[Annotations de boîtes englobantes d'images]
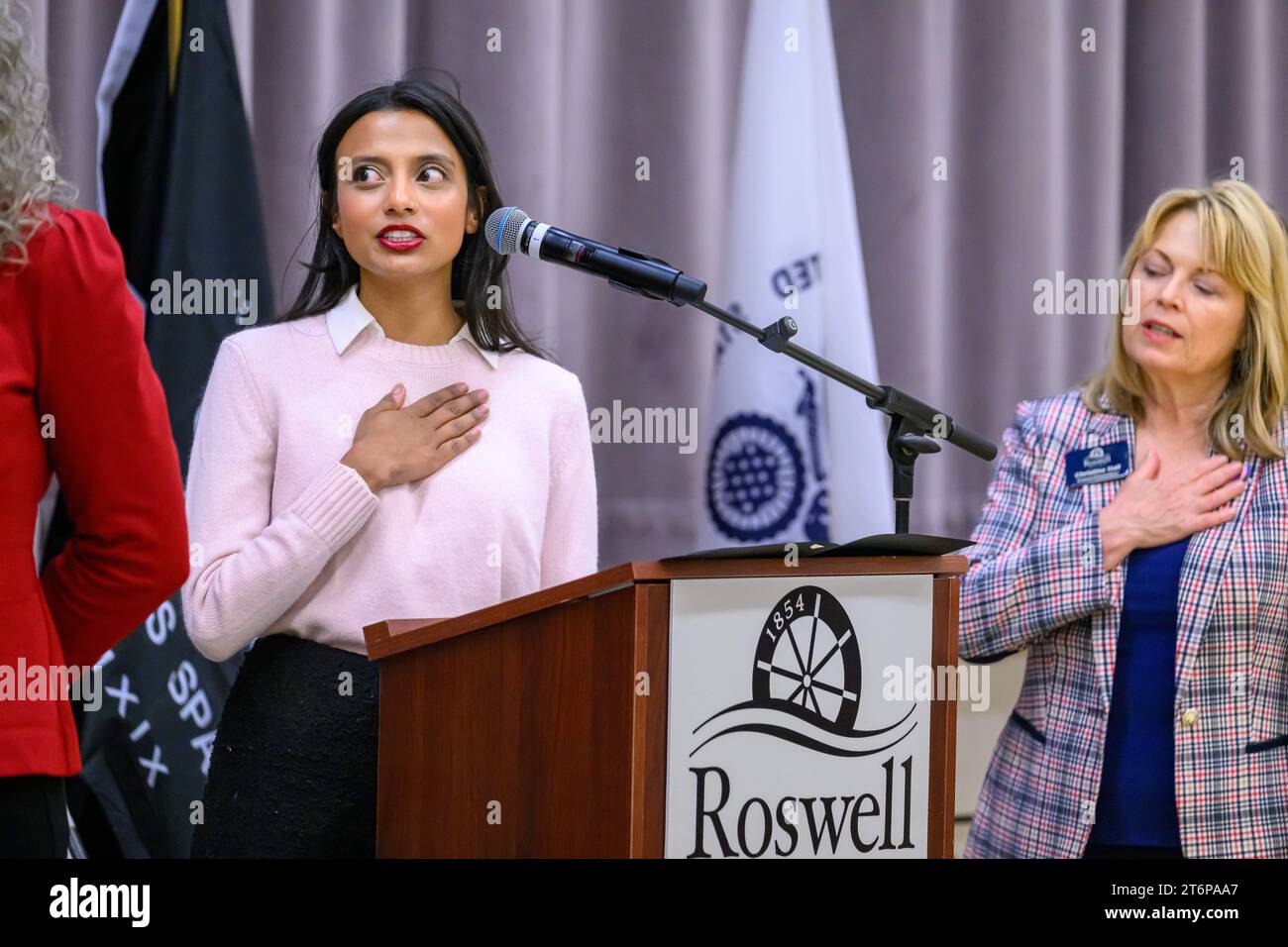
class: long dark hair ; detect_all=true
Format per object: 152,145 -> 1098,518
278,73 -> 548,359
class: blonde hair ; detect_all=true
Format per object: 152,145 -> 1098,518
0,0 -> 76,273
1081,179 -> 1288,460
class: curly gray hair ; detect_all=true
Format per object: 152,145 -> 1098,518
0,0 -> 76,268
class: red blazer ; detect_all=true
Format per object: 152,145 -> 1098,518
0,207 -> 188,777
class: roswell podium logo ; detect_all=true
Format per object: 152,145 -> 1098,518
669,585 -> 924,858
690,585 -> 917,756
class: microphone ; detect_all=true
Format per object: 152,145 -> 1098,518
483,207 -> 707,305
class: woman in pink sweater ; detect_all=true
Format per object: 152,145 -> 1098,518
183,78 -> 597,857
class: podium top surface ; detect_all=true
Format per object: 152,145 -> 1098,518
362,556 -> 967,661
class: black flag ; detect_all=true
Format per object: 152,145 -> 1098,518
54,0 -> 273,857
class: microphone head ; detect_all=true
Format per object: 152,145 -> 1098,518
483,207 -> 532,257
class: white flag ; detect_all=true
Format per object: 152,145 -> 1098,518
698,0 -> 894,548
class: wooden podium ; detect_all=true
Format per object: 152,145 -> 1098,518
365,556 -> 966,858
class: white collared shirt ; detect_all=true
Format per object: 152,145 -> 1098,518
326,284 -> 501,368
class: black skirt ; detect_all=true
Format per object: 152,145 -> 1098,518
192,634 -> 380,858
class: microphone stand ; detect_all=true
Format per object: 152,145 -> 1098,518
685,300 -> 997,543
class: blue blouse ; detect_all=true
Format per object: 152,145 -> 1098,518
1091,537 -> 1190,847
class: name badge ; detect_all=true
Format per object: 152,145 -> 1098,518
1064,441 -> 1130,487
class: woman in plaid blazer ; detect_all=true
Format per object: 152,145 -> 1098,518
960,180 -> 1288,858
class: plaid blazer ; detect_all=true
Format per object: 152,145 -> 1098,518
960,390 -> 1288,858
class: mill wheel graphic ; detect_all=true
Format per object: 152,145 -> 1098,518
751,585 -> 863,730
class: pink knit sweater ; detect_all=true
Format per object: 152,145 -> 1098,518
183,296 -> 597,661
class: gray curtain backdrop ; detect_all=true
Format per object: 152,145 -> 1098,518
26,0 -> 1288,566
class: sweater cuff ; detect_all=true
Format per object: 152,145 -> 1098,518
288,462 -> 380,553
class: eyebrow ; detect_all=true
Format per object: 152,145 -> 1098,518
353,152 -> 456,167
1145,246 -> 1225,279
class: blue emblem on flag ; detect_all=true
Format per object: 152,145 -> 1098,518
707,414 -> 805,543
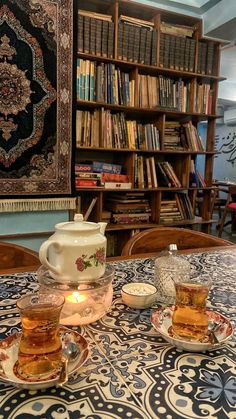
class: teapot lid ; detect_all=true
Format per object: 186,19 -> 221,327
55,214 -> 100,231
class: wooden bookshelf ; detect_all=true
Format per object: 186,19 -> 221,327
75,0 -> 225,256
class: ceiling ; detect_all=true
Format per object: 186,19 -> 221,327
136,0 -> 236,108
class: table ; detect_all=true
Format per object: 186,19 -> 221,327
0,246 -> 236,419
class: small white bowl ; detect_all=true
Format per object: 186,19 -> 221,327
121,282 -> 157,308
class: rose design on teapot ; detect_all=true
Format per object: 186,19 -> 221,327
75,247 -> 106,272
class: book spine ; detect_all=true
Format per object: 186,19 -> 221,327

**CONSIGNE DONNÉE:** Modifiez la liste ci-dessus en remplaçant chaque occurrence de "detect_all=true" par "detect_all=false", sans rien changer d'autre. N'incluez pas les images dans votre réponse.

**RÉPONSE COMPLÈTE:**
class: long dark hair ; detect_all=false
Format per object: 152,145 -> 1098,518
278,73 -> 548,359
class: blonde hair ; detect_all=false
Format per object: 152,145 -> 1098,518
0,0 -> 76,273
1081,179 -> 1288,460
class: curly gray hair ; detect_all=false
Format per object: 152,145 -> 1098,518
0,0 -> 76,268
class: red blazer ; detect_all=false
Format per object: 152,145 -> 1098,518
0,207 -> 188,777
class: roswell podium logo ; detect_all=false
Format per object: 152,145 -> 1098,518
669,585 -> 924,858
690,585 -> 917,756
class: microphone ; detect_all=false
Format per object: 152,145 -> 1098,518
483,207 -> 707,305
class: woman in pink sweater ; detect_all=false
Format per object: 152,145 -> 1098,518
183,78 -> 597,857
class: podium top surface ; detect_all=false
Format per object: 152,145 -> 1098,518
362,556 -> 967,661
class: black flag ; detect_all=false
Format per object: 152,145 -> 1098,518
54,0 -> 273,857
class: microphone head ; detect_all=false
Format per object: 152,145 -> 1098,518
483,207 -> 532,257
class: white flag ; detect_all=false
Format per object: 152,145 -> 1098,518
698,0 -> 894,548
class: wooden podium ; detect_all=false
Format per object: 152,145 -> 1098,518
365,556 -> 966,858
class: white collared shirt ; detect_all=false
Format per object: 152,145 -> 1098,518
326,284 -> 501,368
class: black skirt ; detect_all=false
Format per object: 152,145 -> 1098,518
192,634 -> 380,858
class: microphone stand ; detect_all=false
Format per object: 152,145 -> 1098,518
685,300 -> 997,543
class: blue blouse ; detect_all=false
Format per object: 152,145 -> 1098,518
1091,537 -> 1190,847
class: name badge ; detect_all=false
Format per object: 152,145 -> 1098,518
1064,441 -> 1130,487
class: woman in plaid blazer ; detect_all=false
Format per object: 152,145 -> 1098,518
960,180 -> 1288,858
class: plaid blazer ; detect_all=false
Format per object: 152,145 -> 1098,518
960,390 -> 1288,858
class: mill wheel graphic ; detect_all=false
Format per object: 152,145 -> 1098,518
751,585 -> 863,730
class: pink knit sweater ; detect_all=false
Format per object: 152,145 -> 1098,518
183,296 -> 597,661
class: gray curtain backdrop ; detect_all=false
Format per object: 152,145 -> 1098,518
26,0 -> 1288,566
class: sweater cuff ; detect_all=false
Format per object: 152,145 -> 1098,518
288,462 -> 380,553
class: eyebrow ; detect_all=false
Format per object: 152,145 -> 1098,518
353,152 -> 456,167
1145,246 -> 1225,279
class: blue emblem on flag ; detect_all=false
Format per object: 152,145 -> 1098,518
707,414 -> 805,543
class: teapot lid ; detect_all=false
Format per object: 186,19 -> 221,327
55,214 -> 100,231
class: wooden bookshelf ; detect_all=false
Format per object: 186,19 -> 221,327
75,0 -> 225,256
class: ceiling ; detect_all=false
Format per object: 186,19 -> 221,327
136,0 -> 236,108
class: table ; detect_all=false
Format per object: 186,19 -> 221,327
0,246 -> 236,419
class: small white bowl ; detect_all=false
Format per object: 186,19 -> 221,327
121,282 -> 157,308
class: rose design on teapot ; detect_all=false
Format per object: 186,19 -> 221,327
75,247 -> 106,272
class: book spine ; detect_all=false
Format per object: 186,19 -> 221,327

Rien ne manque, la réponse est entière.